— Begin Dataset records —
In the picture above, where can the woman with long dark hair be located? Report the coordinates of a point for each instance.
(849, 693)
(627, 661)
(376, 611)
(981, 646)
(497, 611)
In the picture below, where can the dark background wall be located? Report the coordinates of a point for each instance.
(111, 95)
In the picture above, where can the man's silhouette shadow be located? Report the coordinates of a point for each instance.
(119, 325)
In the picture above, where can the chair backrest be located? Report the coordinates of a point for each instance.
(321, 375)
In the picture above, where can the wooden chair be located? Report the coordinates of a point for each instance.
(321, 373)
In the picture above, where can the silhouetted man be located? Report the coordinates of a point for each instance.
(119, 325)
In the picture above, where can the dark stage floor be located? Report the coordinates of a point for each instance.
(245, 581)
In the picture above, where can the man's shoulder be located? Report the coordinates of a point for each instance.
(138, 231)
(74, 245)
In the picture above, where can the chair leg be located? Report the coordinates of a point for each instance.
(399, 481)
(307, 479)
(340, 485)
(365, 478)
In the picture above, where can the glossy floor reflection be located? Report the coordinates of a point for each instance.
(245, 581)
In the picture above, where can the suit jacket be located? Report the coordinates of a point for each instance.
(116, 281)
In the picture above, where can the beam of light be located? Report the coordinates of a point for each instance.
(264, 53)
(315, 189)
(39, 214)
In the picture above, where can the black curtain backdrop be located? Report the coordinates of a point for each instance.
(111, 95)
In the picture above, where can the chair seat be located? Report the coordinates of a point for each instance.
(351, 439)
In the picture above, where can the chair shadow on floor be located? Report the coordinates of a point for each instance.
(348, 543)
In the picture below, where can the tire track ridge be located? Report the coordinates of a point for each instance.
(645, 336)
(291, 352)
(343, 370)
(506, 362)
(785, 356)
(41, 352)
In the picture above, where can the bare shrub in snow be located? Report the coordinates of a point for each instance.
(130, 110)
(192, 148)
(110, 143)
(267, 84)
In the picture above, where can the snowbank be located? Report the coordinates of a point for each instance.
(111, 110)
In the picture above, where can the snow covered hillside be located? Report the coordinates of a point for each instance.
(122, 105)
— End Dataset records —
Everything in the listing above should be restated exactly.

◆ **Expected output**:
In the picture above, where can the woman with long dark hair be located? Report the coordinates of a point for each instance.
(849, 693)
(627, 661)
(376, 611)
(981, 646)
(497, 611)
In the picture below, where can the dark background wall be located? Report the coordinates of a point for each instance.
(111, 95)
In the picture above, where can the man's silhouette shadow be located? Report the coordinates of a point for each instance.
(119, 325)
In the picture above, where can the chair backrest be located? Report the coordinates of a point for each instance.
(321, 375)
In the picture above, where can the wooden chair be located? Report the coordinates of a point for each instance.
(321, 373)
In the picture above, where can the silhouetted man be located? Report the coordinates of a point for each instance.
(119, 325)
In the picture above, where can the dark stage floor be located? Report the coordinates of a point for each instance.
(245, 581)
In the picture above, where can the man's shoulder be located? Report the coordinates of a point for each instance.
(138, 231)
(74, 245)
In the picture above, where can the chair leg be located? Report the coordinates of a point for each instance.
(399, 481)
(307, 479)
(340, 485)
(365, 478)
In the picture above, where can the glossy floor reflection be located? Report the coordinates of a point for each instance.
(245, 581)
In the picture above, where can the suit jacket be located? Report the coordinates of a point for each instance.
(116, 281)
In the picture above, where can the beam of light be located? Report the coordinates of a point for each instance.
(264, 53)
(315, 189)
(39, 214)
In the picture above, where can the black curtain backdrop be located? Report the coordinates of a point for each instance.
(111, 95)
In the picture above, where can the chair seat be located? Report the coordinates of a point for each instance.
(351, 439)
In the picture above, where can the chair shadow on floor be located? Report the coordinates of a point for each instance.
(348, 543)
In the picture below, where can the tire track ridge be located? Report the coordinates of a point for each instance.
(645, 336)
(291, 352)
(343, 370)
(506, 362)
(785, 356)
(41, 352)
In the picture above, where can the bare shrub in snow be located? Report the coordinates of a point for each instance.
(130, 110)
(192, 148)
(110, 143)
(267, 84)
In the picture above, where can the snowbank be located? Report the coordinates of a point for each instance.
(111, 110)
In the picture above, where can the snow covered hillside be located? Report the coordinates of a point for each instance.
(122, 105)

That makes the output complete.